[START OF Selection]

James Blish’s appearance in the Steel City occurred two years before the publication of A Life for the Stars, which became the second “chapter” in Cities in Flight, a four volume omnibus that details mankind’s exploration of space that is arguably Blish’s greatest achievement. The quartet of novels that encompass Cities in Flight span millenniums, from the development of an anti-gravity device in 2021 that enables the human race to literally reach for the stars, to the inevitable end of the universe in the year 4004. The narratives contained within Cities in Flight are often referred to as James Blish’s “Okie” stories as they follow the journeys of New York City—which has been able to “lift” itself from planet Earth—as it travels the galaxy in search of work, in much the same way that millions of Midwest farm laborers migrated around the country during the Great Depression in the hopes of finding employment.

The initial They Shall Have Stars was published in 1956, and is an obvious byproduct of its era. Set in the early part of the Twenty First Century, the Cold War between the United States and Soviet Union continues to rage on. Alaskan Senator Bliss Wagoner, however, has come to the realization that the Soviets have already won the war, as decades of hostilities between the two nations has led the United States to take drastic measures within its own borders, resulting in the curbing of civil liberties and in effect transforming the country into a political mirror image of the Soviet Union. Wagoner thus believes that the future of freedom and democracy resides not on Earth but within the stars, and secretly authorizes two research studies—the first of which leads to the discovery of the “spindizzy,” a device capable of enabling spaceflight at previously unforeseen speeds, while the second results in an antibiotic that is capable of stemming the aging process within humans and making them immune to death by natural causes.

Armed with the ability to transverse great distances, coupled with a new lifespan that can potentially last hundreds—even thousands—of years, mankind does indeed slowly make its way across the galaxy, becoming the dominant species in the universe in the process. The migration, as well as diminishing natural resources on Earth, has even led to entire cities making the journey in the hopes of finding work within the stars. The bulk of Cities in Flight thus follows New York City and its immortal Mayor John Amalfi as Manhattan struggles to survive in a universe filled with pitfalls, decaying societies, a once-dominant alien race and other Okie cities in need of food and supplies as much as any other.

[END OF Selection]
[START OF Stored data]

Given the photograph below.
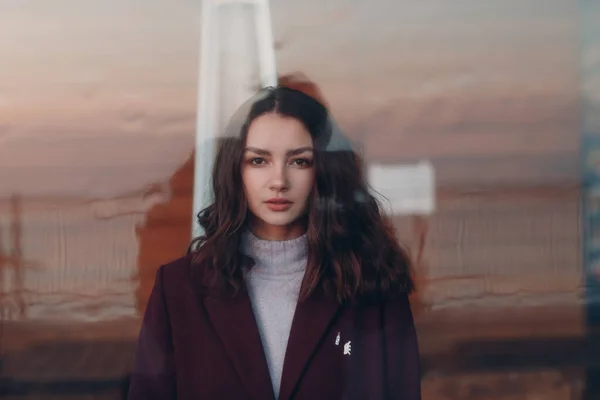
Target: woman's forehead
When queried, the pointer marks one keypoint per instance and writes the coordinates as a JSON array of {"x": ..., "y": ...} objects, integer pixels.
[{"x": 271, "y": 131}]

[END OF Stored data]

» **Requests**
1) Name every person mentioned by name in the Cities in Flight excerpt.
2) According to the Cities in Flight excerpt, in what year was They Shall Have Stars published?
3) Rewrite the passage of the Cities in Flight excerpt that starts with "Armed with the" and ends with "as any other.", substituting "their home planet" for "Earth".
The listing isn't needed here.

» **Answers provided**
1) James Blish, Bliss Wagoner, John Amalfi

2) 1956

3)
Armed with the ability to transverse great distances, coupled with a new lifespan that can potentially last hundreds—even thousands—of years, mankind does indeed slowly make its way across the galaxy, becoming the dominant species in the universe in the process. The migration, as well as diminishing natural resources on their home planet, has even led to entire cities making the journey in the hopes of finding work within the stars. The bulk of Cities in Flight thus follows New York City and its immortal Mayor John Amalfi as Manhattan struggles to survive in a universe filled with pitfalls, decaying societies, a once-dominant alien race and other Okie cities in need of food and supplies as much as any other.